(A series of records)
--- Start ---

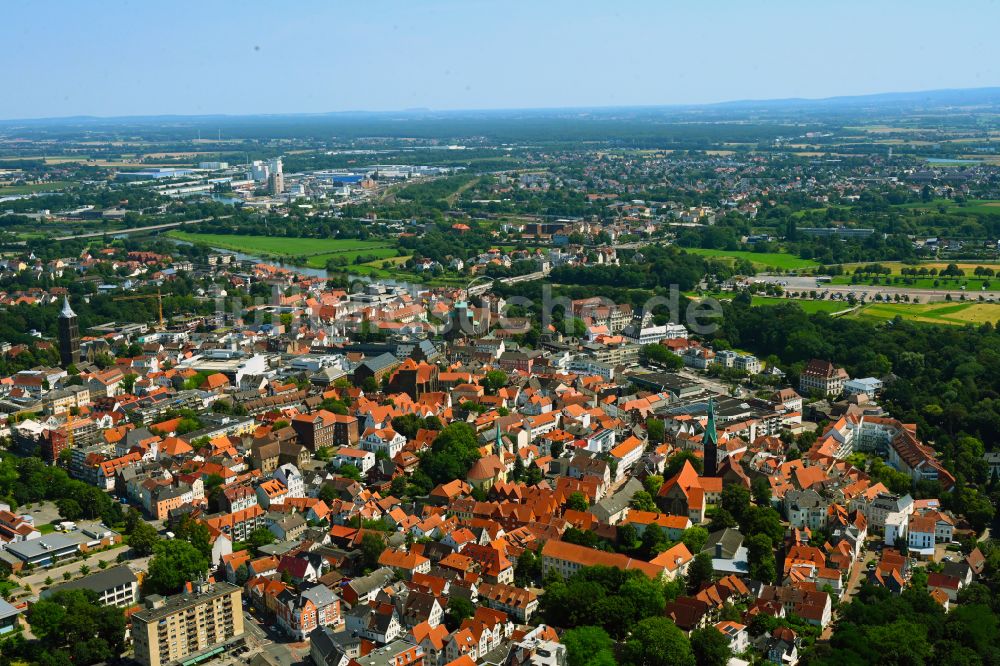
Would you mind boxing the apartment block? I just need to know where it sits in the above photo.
[132,582,243,666]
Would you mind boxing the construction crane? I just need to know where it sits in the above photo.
[114,289,163,331]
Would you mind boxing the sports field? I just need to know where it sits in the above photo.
[833,261,1000,294]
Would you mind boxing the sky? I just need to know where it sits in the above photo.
[0,0,1000,119]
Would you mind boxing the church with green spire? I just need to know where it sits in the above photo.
[701,398,719,476]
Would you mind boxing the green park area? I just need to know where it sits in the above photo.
[896,199,1000,215]
[167,231,397,268]
[832,261,1000,294]
[0,180,72,196]
[684,247,819,271]
[851,301,1000,326]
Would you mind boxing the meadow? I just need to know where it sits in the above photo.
[167,231,396,269]
[684,247,819,271]
[850,301,1000,326]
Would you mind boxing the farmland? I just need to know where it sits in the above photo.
[897,199,1000,215]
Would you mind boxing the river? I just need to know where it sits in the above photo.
[162,236,429,294]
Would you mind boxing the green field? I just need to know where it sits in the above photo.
[167,231,396,270]
[684,247,819,271]
[851,301,1000,326]
[833,261,1000,294]
[753,296,1000,326]
[896,199,1000,215]
[751,296,851,314]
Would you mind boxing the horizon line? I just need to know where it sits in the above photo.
[0,85,1000,123]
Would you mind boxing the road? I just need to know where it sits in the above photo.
[819,549,875,641]
[16,546,149,593]
[242,609,309,666]
[53,215,229,240]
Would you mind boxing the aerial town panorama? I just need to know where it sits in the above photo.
[0,3,1000,666]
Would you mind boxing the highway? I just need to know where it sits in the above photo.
[53,215,229,240]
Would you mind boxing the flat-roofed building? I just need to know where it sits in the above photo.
[132,582,243,666]
[42,564,139,608]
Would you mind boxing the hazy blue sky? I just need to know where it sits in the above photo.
[0,0,1000,118]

--- End ---

#### [What needs to be done]
Lay out every line of the rows above as a numbered list, skipping any blank lines. Leave the picture out of your answer.

#### [Response to this exercise]
1. Would you mind boxing the apartment block? I just need to know where it sits in the above photo.
2. [132,582,243,666]
3. Would you mind boxing the construction crane? I just need to know where it sits in the above photo.
4. [114,289,163,331]
5. Would you mind boxing the sports field? I just need to know where it sits in the above photo.
6. [833,261,1000,294]
7. Would you mind boxing the sky? I just need to know where it sits in the above photo.
8. [0,0,1000,119]
9. Would you mind boxing the church with green spire? I just need to know where it sits in the above photo.
10. [701,398,719,476]
11. Would you mind boxing the green park area? I just need to know where it sits in the above photo.
12. [896,199,1000,215]
13. [167,231,397,268]
14. [832,261,1000,294]
15. [0,180,72,196]
16. [684,247,819,271]
17. [851,301,1000,326]
18. Would you mind boxing the meadow? I just need to know where it sits in the above photo.
19. [167,231,396,269]
20. [684,247,819,271]
21. [850,301,1000,326]
22. Would you mind boxing the farmland? I just need to know where it sits in the above photo.
23. [897,199,1000,215]
24. Would you mind boxing the river? I just need to know where it sits in the above photo.
25. [162,236,429,294]
26. Would you mind boxing the green field? I just need to know where it sits in the above photo.
27. [167,231,396,270]
28. [684,247,819,271]
29. [851,301,1000,326]
30. [833,261,1000,294]
31. [753,296,1000,326]
32. [896,199,1000,215]
33. [751,296,851,314]
34. Would you mind boxing the horizon line? I just need to know where it sits in the above photo.
35. [0,85,1000,123]
36. Would you mind boxing the road? I just need to know where it sits in the above photo.
37. [819,549,875,641]
38. [16,546,149,593]
39. [242,609,309,666]
40. [53,215,229,240]
41. Would you mind boxing the aerial town panorama? I just need to know where it sits in the above photo.
42. [0,3,1000,666]
43. Would you mind boxing the highway? I just need to know where it sits in the above photo.
44. [53,215,229,240]
45. Would you mind boxing the flat-roofed building? I just need to know where it sits in the above photo.
46. [132,582,243,666]
47. [42,564,139,608]
48. Would you mind boxing the hazy blue sky? I just need to know where it sits in the above photo.
49. [0,0,1000,118]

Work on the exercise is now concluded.